According to the forum post on usability, which heuristic do some mobile games violate when an accidentally opened tutorial must be swiped through to return to the main menu?

#### SELECTED EXTRACT

Conan Cai - 2/12/2014 17:28:06

The gulf of execution is the process of "how" some action will be carried out. A user has a mental picture of what the result should look like. The user knows "what" he or she wants but doesn't know "how". The machine on the other hand is the opposite. It knows "how" to make something, but it doesn't know "what". The user needs to communicate to the machine and in this process the gulf is bridged. The difficulty of bridging the gap replies on how well a user can communicate. Using human readable instructions as the input to the machine allows the user to more easily verbalize exactly what they want. After all, being able to tell a machine "I want this to be red" is much easier for a person than trying to give they machine the same instructions with a bunch of 1's and 0's. Similarly, the gulf of evaluation shows the user the result. The gulf is the gap between the result of some machine action and how it communicates back to the user. Again, using human readable output bridges the gulf effectively. Machines are much better at translating machine code to human readable text than the other way around. In this case, the user is the "weakest' link and catering to the user by making things in human readable form allows effective communication in both execution and evaluation.

Heuristic evaluation provides a basic checklist that virtually all products or applications should meet. This gives a quick standardized level of usability from which finer adjustments can be further made through usability testing. Heuristics can quickly catch any major design flaws immediately. What I've noticed in some mobile games is a violation of "User Control and Freedom". All too often I will accidentally hit a tutorial button and I need to swipe my way though the tutorial to get back to the main menu rather than having the "emergency escape." Many of these mobile games also violate "Aesthetic". Mobile banner ads can dominate the screen and distract the user. Making these ads intrusive lets the user know exactly why the app was made in the first place - to make money, not for the users' enjoyment.

########
#### PROVIDED DATA

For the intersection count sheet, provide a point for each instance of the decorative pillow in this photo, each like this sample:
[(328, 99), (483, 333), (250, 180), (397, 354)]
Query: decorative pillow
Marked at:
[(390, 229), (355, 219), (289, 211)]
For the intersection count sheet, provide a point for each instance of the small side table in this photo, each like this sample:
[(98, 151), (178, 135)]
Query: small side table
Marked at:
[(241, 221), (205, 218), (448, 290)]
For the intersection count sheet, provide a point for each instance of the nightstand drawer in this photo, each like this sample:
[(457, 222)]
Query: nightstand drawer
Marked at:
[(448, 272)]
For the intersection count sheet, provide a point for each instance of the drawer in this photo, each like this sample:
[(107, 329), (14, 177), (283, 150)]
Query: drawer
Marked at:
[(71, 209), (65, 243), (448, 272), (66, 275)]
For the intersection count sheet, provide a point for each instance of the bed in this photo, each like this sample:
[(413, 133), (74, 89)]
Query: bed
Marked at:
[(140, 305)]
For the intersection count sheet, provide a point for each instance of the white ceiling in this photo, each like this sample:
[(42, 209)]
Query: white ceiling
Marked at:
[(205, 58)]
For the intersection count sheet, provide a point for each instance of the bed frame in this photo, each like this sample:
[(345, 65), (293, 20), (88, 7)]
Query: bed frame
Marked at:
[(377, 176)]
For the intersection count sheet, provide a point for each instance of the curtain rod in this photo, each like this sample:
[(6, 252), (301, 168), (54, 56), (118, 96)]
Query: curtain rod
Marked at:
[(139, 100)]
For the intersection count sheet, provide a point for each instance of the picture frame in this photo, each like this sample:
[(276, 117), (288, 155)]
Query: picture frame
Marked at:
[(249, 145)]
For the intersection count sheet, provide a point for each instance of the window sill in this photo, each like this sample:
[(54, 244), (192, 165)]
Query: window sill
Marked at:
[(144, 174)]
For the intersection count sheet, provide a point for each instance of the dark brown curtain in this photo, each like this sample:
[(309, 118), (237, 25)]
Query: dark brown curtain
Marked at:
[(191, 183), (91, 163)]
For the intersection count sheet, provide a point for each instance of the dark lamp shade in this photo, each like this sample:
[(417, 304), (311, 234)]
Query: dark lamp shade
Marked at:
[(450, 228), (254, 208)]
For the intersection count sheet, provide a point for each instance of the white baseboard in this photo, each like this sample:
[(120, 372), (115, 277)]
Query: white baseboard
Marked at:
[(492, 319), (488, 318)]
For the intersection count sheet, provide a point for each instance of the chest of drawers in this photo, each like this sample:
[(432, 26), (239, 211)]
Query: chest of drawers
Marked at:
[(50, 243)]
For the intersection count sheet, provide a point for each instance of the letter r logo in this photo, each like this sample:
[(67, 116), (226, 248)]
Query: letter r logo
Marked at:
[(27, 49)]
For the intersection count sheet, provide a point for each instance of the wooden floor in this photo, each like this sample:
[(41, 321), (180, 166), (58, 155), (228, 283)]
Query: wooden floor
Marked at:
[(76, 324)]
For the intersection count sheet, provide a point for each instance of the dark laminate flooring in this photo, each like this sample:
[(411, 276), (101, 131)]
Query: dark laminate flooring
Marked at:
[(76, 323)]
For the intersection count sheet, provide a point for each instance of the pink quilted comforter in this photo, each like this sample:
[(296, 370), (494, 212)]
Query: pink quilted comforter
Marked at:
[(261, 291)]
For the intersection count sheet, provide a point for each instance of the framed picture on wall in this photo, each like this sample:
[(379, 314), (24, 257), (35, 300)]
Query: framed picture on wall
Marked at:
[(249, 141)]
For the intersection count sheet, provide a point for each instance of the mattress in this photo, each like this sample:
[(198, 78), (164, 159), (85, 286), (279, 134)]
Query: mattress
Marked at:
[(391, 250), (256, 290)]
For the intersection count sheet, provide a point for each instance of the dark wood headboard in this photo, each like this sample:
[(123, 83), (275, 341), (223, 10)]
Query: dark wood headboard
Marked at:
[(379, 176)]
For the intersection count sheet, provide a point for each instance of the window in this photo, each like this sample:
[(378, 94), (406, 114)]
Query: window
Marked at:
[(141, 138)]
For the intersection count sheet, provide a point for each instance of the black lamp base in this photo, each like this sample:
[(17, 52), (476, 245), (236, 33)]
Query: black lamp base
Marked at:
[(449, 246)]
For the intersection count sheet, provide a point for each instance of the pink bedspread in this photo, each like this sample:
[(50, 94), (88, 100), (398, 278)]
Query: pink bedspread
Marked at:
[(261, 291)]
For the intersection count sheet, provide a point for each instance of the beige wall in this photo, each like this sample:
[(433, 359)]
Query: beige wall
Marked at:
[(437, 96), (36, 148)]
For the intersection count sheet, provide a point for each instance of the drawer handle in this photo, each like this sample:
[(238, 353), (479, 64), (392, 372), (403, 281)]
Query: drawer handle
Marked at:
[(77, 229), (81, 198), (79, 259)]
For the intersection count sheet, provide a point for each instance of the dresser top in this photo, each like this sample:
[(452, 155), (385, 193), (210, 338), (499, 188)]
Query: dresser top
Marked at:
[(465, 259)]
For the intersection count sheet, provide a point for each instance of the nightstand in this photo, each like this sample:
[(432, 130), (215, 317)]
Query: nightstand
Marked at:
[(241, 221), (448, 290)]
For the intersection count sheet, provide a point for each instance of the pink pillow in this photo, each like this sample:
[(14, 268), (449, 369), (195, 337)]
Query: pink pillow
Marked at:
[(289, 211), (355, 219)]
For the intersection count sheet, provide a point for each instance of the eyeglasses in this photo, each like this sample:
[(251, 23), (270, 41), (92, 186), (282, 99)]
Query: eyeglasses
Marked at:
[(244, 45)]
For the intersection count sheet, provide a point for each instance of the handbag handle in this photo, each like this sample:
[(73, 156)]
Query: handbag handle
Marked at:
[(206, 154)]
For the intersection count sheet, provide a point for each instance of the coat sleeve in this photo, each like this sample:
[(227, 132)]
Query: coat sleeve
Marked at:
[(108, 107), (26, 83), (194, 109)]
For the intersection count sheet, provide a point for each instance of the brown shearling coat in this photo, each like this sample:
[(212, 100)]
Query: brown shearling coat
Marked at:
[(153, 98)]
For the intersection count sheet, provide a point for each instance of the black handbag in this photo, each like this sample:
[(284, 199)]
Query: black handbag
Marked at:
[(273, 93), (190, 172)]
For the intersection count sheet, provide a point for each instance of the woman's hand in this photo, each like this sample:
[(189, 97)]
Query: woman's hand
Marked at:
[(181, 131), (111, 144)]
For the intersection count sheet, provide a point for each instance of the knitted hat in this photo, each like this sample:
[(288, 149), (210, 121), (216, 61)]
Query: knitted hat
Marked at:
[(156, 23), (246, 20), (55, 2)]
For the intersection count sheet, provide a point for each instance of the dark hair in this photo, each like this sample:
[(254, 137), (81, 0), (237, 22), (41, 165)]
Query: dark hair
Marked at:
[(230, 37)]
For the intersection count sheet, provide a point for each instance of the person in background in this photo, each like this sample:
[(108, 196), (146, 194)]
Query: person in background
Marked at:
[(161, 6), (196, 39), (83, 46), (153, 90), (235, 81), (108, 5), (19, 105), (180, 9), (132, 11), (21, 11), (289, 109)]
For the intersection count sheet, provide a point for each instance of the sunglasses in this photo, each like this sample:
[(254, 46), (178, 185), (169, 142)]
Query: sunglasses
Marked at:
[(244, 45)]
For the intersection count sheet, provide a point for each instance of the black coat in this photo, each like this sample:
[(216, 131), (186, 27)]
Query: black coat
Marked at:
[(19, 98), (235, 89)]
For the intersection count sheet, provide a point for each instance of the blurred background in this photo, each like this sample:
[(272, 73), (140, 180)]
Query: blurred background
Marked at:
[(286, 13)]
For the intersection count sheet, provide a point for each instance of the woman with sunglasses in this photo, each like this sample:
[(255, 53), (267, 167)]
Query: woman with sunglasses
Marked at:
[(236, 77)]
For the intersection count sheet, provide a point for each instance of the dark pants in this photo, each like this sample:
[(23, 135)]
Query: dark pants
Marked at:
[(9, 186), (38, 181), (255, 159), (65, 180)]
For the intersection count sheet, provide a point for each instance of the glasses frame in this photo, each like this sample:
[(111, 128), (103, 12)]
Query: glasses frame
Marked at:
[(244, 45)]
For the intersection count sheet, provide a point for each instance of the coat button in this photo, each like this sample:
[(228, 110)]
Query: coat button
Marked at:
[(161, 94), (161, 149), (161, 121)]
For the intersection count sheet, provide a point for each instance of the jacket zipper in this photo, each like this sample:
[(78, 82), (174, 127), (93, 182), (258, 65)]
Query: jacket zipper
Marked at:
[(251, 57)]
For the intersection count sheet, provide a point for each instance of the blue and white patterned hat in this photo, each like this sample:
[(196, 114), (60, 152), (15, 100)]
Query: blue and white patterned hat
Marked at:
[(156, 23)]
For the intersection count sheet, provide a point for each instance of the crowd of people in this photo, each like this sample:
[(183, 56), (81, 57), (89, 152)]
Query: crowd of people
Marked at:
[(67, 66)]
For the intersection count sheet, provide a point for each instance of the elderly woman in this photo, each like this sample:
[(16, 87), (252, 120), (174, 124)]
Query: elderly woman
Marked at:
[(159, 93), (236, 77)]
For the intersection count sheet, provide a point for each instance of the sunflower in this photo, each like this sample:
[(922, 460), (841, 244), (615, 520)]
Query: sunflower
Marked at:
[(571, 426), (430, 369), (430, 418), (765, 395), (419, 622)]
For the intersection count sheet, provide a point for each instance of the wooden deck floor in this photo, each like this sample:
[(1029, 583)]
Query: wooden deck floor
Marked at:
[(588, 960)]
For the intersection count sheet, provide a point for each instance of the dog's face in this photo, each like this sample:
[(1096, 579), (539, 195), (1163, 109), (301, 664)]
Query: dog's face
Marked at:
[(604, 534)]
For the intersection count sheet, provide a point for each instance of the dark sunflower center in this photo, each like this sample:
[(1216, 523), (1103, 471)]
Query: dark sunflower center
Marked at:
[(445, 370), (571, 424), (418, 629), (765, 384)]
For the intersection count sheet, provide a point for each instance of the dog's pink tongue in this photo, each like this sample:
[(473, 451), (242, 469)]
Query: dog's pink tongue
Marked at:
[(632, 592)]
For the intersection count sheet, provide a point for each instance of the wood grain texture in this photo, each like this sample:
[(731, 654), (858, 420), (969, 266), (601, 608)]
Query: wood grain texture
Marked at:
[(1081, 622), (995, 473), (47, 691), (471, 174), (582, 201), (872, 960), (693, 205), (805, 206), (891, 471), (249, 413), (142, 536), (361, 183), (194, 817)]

########

▶ _WRITTEN ANSWER_: User Control and Freedom.